Can you give the entries from the line with "Review flag — the roof eave" to the line with "[19,49,56,80]", both lines included, as a numbered list with blank lines left out?

::::::

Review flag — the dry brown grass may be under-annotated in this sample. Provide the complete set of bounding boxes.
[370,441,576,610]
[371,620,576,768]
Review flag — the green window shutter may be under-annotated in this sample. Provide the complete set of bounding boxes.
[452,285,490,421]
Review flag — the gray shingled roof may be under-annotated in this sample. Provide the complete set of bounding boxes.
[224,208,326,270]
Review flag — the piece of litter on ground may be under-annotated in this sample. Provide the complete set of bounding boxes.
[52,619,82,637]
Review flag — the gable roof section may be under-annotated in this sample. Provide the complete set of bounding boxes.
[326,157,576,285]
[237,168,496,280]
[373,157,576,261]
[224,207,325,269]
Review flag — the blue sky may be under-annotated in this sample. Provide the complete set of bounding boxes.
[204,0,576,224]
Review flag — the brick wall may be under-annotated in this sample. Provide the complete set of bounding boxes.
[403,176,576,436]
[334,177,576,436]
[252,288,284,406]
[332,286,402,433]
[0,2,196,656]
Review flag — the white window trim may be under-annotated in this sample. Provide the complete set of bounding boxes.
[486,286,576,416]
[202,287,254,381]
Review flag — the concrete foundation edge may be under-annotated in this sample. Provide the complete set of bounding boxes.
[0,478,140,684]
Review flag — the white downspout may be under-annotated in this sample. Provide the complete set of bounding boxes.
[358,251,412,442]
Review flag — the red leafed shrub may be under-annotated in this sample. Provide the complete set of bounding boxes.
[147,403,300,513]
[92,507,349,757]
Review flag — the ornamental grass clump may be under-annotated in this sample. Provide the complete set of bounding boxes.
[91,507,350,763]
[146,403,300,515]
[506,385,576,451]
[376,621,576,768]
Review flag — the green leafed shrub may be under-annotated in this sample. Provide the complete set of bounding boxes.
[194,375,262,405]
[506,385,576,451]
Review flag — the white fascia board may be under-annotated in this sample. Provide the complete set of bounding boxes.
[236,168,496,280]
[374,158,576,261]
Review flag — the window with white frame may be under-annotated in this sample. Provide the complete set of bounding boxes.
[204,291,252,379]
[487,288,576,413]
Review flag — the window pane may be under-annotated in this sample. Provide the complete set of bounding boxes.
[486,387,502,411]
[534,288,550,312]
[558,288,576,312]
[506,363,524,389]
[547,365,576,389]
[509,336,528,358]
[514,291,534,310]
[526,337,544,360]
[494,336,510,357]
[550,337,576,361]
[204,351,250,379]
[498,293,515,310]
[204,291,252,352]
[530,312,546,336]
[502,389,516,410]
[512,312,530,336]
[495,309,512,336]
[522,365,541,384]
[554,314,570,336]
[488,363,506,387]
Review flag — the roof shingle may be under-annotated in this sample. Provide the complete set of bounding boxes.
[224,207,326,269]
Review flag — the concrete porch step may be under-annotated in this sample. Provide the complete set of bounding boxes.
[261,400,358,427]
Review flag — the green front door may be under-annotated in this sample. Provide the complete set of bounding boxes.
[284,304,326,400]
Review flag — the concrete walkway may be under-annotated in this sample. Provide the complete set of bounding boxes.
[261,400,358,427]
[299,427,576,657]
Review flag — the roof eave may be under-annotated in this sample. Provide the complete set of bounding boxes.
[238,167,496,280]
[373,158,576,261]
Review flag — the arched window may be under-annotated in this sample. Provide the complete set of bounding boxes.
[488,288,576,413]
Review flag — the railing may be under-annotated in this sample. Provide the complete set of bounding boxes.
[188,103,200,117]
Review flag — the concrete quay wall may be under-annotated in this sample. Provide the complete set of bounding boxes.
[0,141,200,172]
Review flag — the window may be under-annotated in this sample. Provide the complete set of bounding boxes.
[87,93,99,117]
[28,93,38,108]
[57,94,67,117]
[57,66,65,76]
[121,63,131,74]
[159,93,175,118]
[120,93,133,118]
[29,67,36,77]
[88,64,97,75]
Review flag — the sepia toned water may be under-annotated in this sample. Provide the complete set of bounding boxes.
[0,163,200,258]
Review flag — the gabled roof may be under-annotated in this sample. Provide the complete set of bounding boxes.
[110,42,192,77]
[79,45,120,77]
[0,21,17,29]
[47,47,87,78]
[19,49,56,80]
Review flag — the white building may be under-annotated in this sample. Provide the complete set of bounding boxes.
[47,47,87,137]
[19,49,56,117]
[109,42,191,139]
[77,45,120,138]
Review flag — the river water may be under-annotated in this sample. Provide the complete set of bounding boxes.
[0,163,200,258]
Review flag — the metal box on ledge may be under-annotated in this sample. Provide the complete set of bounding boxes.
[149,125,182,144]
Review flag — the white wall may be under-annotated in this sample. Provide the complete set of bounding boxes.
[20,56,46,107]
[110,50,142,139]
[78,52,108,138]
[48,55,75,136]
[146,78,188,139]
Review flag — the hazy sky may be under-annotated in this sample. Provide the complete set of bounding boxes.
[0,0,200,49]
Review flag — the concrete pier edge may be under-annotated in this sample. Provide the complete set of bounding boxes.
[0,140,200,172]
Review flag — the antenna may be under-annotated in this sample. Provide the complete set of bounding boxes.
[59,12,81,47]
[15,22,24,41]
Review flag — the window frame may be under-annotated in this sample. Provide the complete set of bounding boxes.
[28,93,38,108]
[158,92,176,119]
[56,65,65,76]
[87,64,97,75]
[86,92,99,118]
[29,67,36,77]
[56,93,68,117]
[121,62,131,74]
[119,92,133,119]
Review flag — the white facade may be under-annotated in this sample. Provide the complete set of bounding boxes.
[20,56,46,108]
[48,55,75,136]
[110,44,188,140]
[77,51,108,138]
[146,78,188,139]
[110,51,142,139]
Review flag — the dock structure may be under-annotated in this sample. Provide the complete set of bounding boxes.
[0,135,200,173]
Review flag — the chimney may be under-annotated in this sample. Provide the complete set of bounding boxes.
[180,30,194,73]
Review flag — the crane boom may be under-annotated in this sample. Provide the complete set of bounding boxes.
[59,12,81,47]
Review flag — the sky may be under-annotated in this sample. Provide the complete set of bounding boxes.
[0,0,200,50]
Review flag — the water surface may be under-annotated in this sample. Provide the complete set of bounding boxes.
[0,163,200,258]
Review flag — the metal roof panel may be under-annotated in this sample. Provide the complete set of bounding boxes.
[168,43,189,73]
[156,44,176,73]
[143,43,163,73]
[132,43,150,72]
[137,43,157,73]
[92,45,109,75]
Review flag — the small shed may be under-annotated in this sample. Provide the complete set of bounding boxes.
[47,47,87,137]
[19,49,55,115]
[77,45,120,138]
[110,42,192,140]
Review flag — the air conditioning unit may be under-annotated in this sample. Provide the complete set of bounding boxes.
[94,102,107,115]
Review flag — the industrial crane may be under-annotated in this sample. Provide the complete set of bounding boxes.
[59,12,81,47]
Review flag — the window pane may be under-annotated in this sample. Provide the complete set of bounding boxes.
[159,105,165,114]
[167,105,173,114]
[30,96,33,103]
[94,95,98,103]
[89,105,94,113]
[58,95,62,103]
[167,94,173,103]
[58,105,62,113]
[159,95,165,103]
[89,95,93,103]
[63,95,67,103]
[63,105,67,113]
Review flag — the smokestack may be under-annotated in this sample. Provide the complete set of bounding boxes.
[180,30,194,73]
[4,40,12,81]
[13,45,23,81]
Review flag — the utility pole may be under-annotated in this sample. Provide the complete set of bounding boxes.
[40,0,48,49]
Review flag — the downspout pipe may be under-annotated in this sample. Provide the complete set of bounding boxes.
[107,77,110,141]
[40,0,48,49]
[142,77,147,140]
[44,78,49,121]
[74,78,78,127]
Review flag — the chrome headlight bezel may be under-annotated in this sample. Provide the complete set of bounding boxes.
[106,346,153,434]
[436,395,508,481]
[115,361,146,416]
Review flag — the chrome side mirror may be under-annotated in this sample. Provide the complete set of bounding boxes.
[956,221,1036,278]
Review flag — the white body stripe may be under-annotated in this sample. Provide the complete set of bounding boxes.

::::::

• Exercise solution:
1. Review flag — the roof eave may be under-annotated in this sample. Provide the complete set of bounding boxes.
2. [238,167,496,280]
3. [373,158,576,261]
4. Review flag — the arched window may be under-annotated in this sample. Provide the complete set of bounding boxes.
5. [488,288,576,413]
6. Review flag — the railing may be under-annotated in this sample. Provide the complete set of bounding boxes.
7. [188,103,200,117]
8. Review flag — the concrete quay wall may be under-annotated in this sample. Provide the complete set of bounding boxes.
9. [0,141,200,172]
10. Review flag — the window may be under-annotated in this sample. Provide the complete set of bounding boxes.
11. [87,93,99,117]
12. [28,93,38,108]
13. [57,94,67,117]
14. [57,66,65,76]
15. [121,63,131,74]
16. [159,93,175,118]
17. [120,93,133,118]
18. [29,67,36,77]
19. [88,64,97,75]
20. Review flag — the sepia toned water may be under-annotated in this sample. Provide the complete set of bounding boxes.
21. [0,163,200,258]
22. Review flag — the gabled roof may be under-annotated in this sample. Provide the complete set of bounding boxes.
23. [110,42,192,77]
24. [79,45,120,77]
25. [0,21,17,29]
26. [47,47,87,78]
27. [19,49,56,80]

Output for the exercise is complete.